• [Aim of the exercise]: Change "indicate" to "mark" in the lines starting at the one that contains "indicate the man's arm, one dot per instance" and ending at the last line of the rows, leaving everything else unchanged. Give back only those lines.

• [Coordinate annotation rows]:
----

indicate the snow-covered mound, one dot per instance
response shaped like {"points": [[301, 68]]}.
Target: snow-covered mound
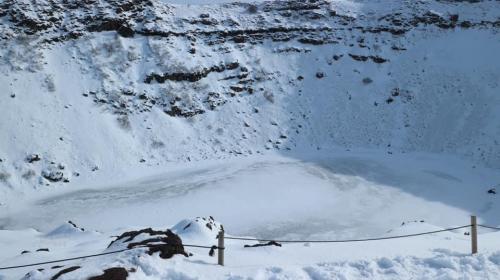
{"points": [[199, 229], [93, 88], [404, 258]]}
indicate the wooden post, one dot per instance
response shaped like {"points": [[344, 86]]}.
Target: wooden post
{"points": [[473, 234], [221, 248]]}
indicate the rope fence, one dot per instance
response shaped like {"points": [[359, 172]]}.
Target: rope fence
{"points": [[220, 248], [347, 240], [490, 227]]}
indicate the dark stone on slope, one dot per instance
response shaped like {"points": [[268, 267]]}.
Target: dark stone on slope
{"points": [[190, 76], [114, 273], [166, 242], [32, 158], [64, 271], [53, 175], [358, 57]]}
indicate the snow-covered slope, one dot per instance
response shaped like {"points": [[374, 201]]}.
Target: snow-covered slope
{"points": [[283, 119], [101, 87]]}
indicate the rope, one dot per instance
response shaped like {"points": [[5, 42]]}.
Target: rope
{"points": [[69, 259], [346, 240], [490, 227], [97, 255]]}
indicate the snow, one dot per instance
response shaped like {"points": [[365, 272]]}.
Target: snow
{"points": [[369, 150]]}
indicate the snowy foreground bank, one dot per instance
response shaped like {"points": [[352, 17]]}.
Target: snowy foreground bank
{"points": [[349, 195], [439, 256]]}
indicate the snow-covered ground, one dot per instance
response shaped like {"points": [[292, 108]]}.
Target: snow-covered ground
{"points": [[282, 119], [333, 195]]}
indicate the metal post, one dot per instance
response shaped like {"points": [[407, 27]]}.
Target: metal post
{"points": [[473, 234], [221, 248]]}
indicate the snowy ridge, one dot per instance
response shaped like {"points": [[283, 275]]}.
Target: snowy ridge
{"points": [[103, 86], [283, 119]]}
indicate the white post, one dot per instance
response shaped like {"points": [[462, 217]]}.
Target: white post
{"points": [[473, 234], [221, 248]]}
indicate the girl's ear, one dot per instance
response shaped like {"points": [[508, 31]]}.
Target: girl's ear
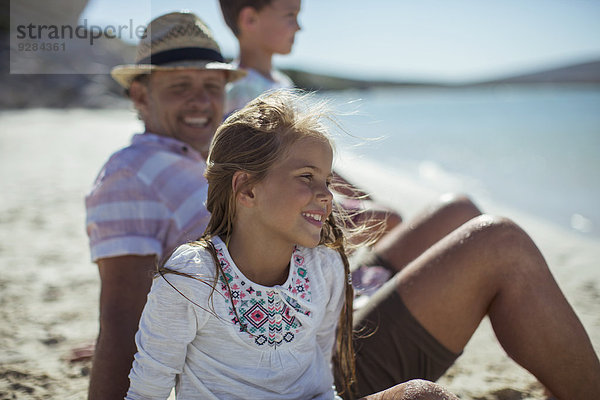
{"points": [[243, 190]]}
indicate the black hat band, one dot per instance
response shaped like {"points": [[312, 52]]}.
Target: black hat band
{"points": [[182, 54]]}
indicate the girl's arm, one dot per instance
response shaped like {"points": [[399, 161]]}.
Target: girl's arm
{"points": [[168, 324]]}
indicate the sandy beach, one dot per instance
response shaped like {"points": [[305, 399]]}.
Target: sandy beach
{"points": [[49, 288]]}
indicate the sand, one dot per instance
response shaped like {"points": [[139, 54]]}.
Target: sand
{"points": [[49, 288]]}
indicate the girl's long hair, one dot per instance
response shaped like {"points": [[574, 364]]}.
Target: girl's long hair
{"points": [[252, 140]]}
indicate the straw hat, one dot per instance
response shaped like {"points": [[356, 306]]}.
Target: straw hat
{"points": [[179, 40]]}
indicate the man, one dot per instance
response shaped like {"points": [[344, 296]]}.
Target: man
{"points": [[149, 197]]}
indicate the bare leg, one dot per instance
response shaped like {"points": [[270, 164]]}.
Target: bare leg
{"points": [[413, 390], [410, 239], [490, 266]]}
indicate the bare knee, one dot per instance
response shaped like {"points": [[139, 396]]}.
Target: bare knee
{"points": [[414, 390], [459, 205]]}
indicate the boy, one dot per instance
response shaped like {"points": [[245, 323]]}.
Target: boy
{"points": [[263, 28]]}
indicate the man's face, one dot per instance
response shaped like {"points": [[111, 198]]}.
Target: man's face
{"points": [[184, 104]]}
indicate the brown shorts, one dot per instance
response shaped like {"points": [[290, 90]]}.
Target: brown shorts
{"points": [[392, 347]]}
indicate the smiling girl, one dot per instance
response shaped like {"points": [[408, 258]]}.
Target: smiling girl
{"points": [[258, 307]]}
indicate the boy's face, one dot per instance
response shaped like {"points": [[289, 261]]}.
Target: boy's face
{"points": [[277, 26]]}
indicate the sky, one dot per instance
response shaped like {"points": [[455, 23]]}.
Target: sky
{"points": [[417, 40]]}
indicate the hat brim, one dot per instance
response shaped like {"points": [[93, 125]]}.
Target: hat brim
{"points": [[125, 74]]}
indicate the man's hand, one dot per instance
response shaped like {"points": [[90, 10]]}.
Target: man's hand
{"points": [[126, 281]]}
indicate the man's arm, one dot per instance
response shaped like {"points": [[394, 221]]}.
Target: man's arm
{"points": [[126, 281]]}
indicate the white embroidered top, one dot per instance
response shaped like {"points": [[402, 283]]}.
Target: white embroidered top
{"points": [[284, 352]]}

----

• [Answer to this exercise]:
mark the man's arm, one dot per instance
response shaped like {"points": [[394, 221]]}.
Target: man's arm
{"points": [[126, 281]]}
mark the white embroidered top, one dot per instance
response shaped like {"points": [[402, 283]]}.
Target: white embroidered top
{"points": [[284, 352]]}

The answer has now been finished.